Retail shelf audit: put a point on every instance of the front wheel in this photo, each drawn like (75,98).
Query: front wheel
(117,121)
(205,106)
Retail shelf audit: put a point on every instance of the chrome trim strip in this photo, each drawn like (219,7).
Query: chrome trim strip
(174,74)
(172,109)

**TASK TO CARRY OUT:** Rewrite the records above with "mark" in place of every "put a point on", leaving everything else unchanged.

**RESULT FOR THIS EXERCISE:**
Retail shelf audit: mark every instance of the front wheel in this photo, each drawn like (75,98).
Query: front wheel
(117,121)
(205,106)
Retail shelf audit: mark every instance of the chrome trim strip in this photo, each drawn like (219,7).
Query: chrome trim strip
(174,74)
(172,109)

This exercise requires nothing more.